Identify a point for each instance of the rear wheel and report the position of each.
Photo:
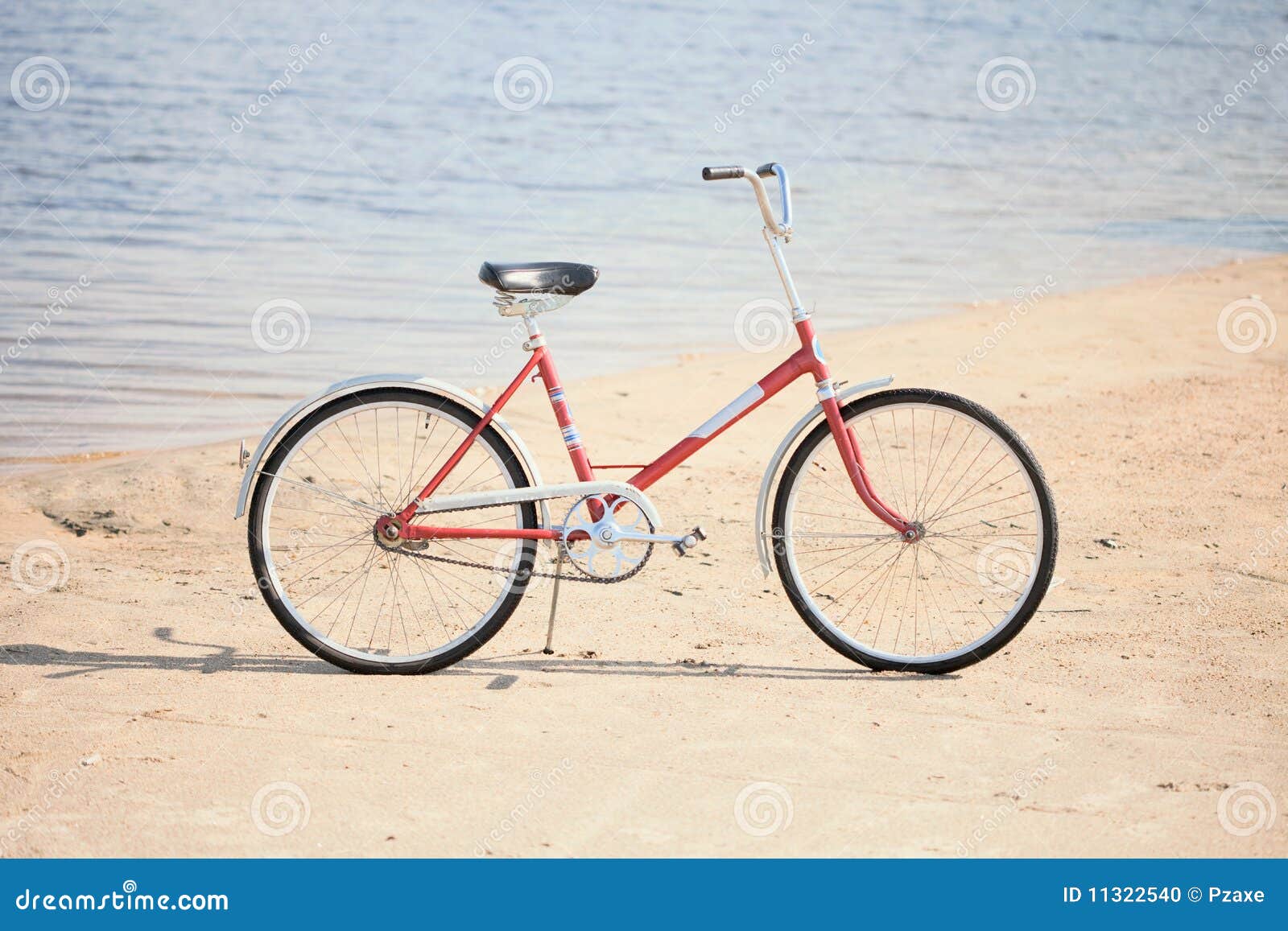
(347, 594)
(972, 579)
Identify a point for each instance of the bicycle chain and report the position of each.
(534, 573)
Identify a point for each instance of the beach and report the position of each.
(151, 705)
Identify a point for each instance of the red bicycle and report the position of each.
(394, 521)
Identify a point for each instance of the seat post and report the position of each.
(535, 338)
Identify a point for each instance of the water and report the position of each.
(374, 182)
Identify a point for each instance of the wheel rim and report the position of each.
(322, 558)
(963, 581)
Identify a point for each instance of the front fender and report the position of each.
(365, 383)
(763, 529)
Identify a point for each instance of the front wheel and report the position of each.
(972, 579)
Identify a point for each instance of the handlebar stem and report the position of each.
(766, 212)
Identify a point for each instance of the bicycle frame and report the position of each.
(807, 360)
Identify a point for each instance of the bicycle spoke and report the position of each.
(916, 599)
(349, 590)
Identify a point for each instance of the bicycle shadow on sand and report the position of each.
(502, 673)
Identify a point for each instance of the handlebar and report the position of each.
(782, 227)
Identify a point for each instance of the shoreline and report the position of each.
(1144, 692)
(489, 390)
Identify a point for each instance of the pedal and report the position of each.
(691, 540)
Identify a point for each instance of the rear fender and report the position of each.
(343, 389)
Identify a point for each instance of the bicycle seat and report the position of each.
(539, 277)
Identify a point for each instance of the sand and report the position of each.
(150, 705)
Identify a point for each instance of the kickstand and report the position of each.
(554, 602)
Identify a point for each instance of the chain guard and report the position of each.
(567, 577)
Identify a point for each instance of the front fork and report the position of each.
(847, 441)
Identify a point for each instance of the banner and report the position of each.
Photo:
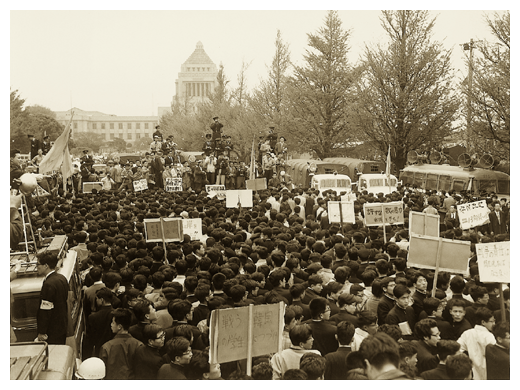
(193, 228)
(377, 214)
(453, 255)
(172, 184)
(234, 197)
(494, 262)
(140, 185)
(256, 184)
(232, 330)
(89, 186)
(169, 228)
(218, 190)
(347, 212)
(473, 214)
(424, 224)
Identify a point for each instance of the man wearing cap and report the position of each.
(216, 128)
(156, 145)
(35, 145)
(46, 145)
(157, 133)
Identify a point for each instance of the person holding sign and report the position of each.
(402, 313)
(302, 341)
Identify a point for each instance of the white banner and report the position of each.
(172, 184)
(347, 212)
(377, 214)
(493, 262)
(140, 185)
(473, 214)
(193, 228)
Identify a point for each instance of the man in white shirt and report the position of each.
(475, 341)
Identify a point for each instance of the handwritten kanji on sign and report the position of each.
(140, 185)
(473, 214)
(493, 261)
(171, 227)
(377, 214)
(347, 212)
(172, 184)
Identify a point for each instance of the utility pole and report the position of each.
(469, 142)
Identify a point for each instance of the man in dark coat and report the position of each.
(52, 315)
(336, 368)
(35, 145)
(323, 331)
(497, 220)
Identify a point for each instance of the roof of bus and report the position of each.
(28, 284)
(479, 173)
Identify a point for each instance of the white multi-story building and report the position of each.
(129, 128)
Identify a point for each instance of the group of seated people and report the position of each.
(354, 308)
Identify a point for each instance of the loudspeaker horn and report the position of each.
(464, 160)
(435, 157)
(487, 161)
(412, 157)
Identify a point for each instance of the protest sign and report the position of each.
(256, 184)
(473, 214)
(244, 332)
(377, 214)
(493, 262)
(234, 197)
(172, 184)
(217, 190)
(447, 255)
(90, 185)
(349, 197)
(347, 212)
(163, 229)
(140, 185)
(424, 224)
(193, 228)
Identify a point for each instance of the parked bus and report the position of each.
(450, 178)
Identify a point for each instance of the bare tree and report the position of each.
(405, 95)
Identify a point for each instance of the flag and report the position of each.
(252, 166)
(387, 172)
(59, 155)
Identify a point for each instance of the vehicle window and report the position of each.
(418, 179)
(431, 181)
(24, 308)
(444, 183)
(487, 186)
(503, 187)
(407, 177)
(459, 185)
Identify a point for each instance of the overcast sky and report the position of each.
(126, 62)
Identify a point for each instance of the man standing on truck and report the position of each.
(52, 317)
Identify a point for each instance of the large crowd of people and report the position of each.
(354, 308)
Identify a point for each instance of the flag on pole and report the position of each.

┄┄┄┄┄┄

- Given request: Quote all the records verbatim, dropping any pictures from your copy.

- Reply:
Identify a point for each instance of the rear wheel and report the position of each.
Photo:
(347, 594)
(972, 579)
Identify a point for each instance of the bicycle chain and report the position of each.
(534, 573)
Identify a point for each instance of the beach and report the position of each.
(151, 705)
Identify a point for each instance of the red bicycle and report the position of each.
(394, 521)
Identify a point for each instance of the seat post and report the position of each.
(535, 338)
Identify a point for each instance of the water and report the position of each.
(374, 182)
Identify a point for each instance of the wheel rim and report the position of each.
(322, 558)
(963, 581)
Identify a point for each instance of the front fender and report the position of each.
(365, 383)
(763, 529)
Identify a point for each instance of the front wheel and report the position of each.
(972, 579)
Identify a point for each instance of the handlebar stem and report the position of each.
(766, 212)
Identify a point for each instance of the bicycle frame and report the position of each.
(807, 360)
Identify a point for each instance of the bicycle spoke and report the position of each.
(916, 599)
(349, 590)
Identify a point for each instance of the bicycle shadow on sand and report the position of each.
(502, 673)
Identify a point for each instance of the handlebar and report the position of each.
(782, 227)
Identify a point for each instance of the shoreline and report the position of each.
(1144, 692)
(489, 390)
Identify a point for each instance of the pedal and report the position of each.
(691, 540)
Identify a point for each instance of the rear fender and report the position of each.
(343, 389)
Identify a point for each instance of the bicycle seat and report the position of each.
(539, 277)
Identify a point for each instance of the sand and report the position of each.
(150, 705)
Identify a point for each instance of the kickstand and report the position of each.
(554, 602)
Identify a point for each instance of the chain guard and report the position of each.
(567, 577)
Identify a point for each instance of the front fork and report the position of each.
(847, 441)
Identify a point for each instance of the banner and report the position of each.
Photo:
(193, 228)
(377, 214)
(453, 255)
(172, 184)
(234, 197)
(494, 262)
(140, 185)
(256, 184)
(232, 330)
(89, 186)
(169, 228)
(218, 190)
(347, 212)
(473, 214)
(424, 224)
Identify a point for each instance of the man wearing cap and report the position of each.
(216, 128)
(156, 145)
(35, 145)
(46, 145)
(157, 133)
Identify a point for each instance of the person holding sign and report the position of each.
(402, 313)
(302, 341)
Identify a point for each instance of the white banner and report the position of each.
(172, 184)
(347, 212)
(377, 214)
(493, 262)
(140, 185)
(473, 214)
(193, 228)
Identify a point for each instance of the man in white shirt and report the position of each.
(475, 341)
Identify a point for each instance of the handwritten kanji on sign and report the position of each.
(140, 185)
(473, 214)
(493, 261)
(171, 227)
(377, 214)
(347, 212)
(172, 184)
Identify a point for each instance of the utility pole and report the position of each.
(469, 142)
Identify a point for each instance of the man in dark coat and report the position of each.
(52, 315)
(336, 368)
(35, 145)
(323, 331)
(497, 220)
Identify a point for each instance of the roof of bus and report the position of each.
(28, 284)
(479, 173)
Identify a point for each instance of the white multi-story building and report the position of each.
(129, 128)
Identify a point for each instance of the group of seated people and report the position of each.
(354, 308)
Identify a point for each instance of the loudspeaker horn and report the position of each.
(464, 160)
(435, 157)
(487, 161)
(412, 157)
Identify a point for each instance of the protest sign and report the position of each.
(256, 184)
(473, 214)
(244, 332)
(377, 214)
(493, 262)
(234, 197)
(172, 184)
(217, 190)
(447, 255)
(90, 185)
(349, 197)
(347, 212)
(163, 229)
(140, 185)
(424, 224)
(193, 228)
Identify a point for each instance of the parked bus and report the position of each.
(450, 178)
Identify a point for each instance of the bare tree and report the position of each.
(405, 95)
Identify a point for each instance of the flag and report the position of each.
(252, 166)
(387, 172)
(59, 155)
Identify a point for each instance of the vehicle window and report the position of each.
(418, 179)
(431, 181)
(24, 308)
(444, 183)
(487, 186)
(503, 187)
(407, 177)
(459, 185)
Identify a point for each instance of the overcast sky and report the position of each.
(126, 62)
Identify a point for each instance of the man standing on truck and report the position of each.
(52, 317)
Identify a point for each instance of the large crowd of people and report the position of each.
(354, 308)
Identify a point for each instance of the flag on pole and report the position of each.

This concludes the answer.